Below is some material. Set down exactly the line where "I need to find the rock" appears and all lines after it, and stop at the last line.
════════
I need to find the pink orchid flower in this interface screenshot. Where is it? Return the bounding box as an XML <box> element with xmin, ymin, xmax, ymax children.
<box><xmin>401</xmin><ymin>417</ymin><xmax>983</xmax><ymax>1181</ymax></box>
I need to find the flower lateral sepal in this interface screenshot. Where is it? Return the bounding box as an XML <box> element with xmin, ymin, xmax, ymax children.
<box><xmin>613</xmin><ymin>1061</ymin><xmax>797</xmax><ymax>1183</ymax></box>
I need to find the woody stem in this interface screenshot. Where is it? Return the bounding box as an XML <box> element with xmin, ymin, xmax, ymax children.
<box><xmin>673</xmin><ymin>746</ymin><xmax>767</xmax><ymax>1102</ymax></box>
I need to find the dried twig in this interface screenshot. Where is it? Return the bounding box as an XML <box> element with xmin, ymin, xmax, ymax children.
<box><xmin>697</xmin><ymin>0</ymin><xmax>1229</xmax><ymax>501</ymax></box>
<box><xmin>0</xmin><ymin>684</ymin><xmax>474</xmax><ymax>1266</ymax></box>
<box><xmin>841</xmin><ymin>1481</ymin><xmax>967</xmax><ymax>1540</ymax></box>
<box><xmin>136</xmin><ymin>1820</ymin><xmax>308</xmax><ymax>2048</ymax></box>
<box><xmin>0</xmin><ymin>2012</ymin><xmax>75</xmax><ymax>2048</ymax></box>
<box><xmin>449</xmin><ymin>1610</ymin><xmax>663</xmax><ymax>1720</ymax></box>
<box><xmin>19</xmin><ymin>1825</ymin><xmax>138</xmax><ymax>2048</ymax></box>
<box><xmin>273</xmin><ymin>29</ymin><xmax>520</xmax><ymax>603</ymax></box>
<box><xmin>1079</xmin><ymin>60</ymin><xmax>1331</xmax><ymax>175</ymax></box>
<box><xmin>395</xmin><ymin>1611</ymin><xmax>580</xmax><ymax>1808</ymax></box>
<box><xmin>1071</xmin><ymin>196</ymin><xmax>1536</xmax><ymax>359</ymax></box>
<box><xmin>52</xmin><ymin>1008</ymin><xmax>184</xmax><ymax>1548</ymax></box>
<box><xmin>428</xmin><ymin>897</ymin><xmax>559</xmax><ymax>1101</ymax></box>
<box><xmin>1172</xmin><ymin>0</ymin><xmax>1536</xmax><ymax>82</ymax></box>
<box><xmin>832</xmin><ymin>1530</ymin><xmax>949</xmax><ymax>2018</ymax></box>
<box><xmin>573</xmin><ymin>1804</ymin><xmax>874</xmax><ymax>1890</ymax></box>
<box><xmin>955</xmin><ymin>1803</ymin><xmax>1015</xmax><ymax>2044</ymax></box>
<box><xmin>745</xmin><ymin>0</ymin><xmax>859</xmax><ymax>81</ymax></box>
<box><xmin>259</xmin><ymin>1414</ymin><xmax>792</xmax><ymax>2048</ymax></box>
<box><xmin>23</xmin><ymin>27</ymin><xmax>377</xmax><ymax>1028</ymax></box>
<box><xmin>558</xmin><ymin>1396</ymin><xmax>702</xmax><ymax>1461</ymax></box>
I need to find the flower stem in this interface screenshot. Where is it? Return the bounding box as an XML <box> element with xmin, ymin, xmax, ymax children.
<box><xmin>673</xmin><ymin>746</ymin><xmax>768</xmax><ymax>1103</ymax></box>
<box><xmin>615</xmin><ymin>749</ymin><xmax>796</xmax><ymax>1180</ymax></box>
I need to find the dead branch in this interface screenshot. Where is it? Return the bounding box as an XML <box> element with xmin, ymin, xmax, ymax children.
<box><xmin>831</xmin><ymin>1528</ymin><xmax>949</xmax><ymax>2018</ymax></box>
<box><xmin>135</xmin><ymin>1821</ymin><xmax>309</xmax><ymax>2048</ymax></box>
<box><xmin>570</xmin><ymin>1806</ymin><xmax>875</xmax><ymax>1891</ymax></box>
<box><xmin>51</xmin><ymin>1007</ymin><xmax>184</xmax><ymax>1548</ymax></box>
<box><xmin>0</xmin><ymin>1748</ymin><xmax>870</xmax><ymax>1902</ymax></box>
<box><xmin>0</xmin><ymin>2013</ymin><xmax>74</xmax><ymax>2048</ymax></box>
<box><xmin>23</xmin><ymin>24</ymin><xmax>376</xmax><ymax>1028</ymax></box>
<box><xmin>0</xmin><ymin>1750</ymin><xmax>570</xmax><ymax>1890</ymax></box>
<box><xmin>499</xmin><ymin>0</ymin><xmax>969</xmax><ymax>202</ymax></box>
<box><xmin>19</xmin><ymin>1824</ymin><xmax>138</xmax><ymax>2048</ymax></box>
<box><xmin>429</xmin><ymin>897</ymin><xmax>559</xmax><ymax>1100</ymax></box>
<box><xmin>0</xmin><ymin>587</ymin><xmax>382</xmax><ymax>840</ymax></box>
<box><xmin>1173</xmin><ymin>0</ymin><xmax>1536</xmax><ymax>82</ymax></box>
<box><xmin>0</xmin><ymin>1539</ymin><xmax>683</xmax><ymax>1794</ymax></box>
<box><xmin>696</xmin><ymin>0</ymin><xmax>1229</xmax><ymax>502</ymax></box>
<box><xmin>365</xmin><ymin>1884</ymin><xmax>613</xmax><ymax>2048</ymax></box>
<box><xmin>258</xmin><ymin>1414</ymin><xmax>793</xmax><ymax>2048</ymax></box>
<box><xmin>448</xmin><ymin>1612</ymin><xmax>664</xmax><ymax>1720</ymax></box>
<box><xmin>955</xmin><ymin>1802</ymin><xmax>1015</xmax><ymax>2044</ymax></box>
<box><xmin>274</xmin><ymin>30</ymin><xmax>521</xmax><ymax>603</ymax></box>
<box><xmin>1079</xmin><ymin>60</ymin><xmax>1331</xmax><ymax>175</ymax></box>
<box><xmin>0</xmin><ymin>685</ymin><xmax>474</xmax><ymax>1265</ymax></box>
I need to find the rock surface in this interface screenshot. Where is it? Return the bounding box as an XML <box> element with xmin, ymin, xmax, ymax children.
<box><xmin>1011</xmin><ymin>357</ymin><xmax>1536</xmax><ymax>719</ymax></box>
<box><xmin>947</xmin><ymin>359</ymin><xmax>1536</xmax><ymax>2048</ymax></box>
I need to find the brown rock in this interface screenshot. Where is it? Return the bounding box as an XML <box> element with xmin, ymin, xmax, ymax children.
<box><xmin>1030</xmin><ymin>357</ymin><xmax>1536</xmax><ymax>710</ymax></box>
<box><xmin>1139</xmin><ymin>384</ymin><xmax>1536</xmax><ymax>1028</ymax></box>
════════
Answer
I need to find the rock surface in this interface screenshot. Where is it? Return the bounding box as an XML <box> element with xmin, ymin, xmax, ymax children.
<box><xmin>1011</xmin><ymin>357</ymin><xmax>1536</xmax><ymax>719</ymax></box>
<box><xmin>947</xmin><ymin>359</ymin><xmax>1536</xmax><ymax>2048</ymax></box>
I need to find the brown rock in this interface screenshot. Where is it? Return the bounding box as an XML <box> element with xmin, ymin, xmax, ymax children.
<box><xmin>1030</xmin><ymin>357</ymin><xmax>1536</xmax><ymax>710</ymax></box>
<box><xmin>1139</xmin><ymin>384</ymin><xmax>1536</xmax><ymax>1028</ymax></box>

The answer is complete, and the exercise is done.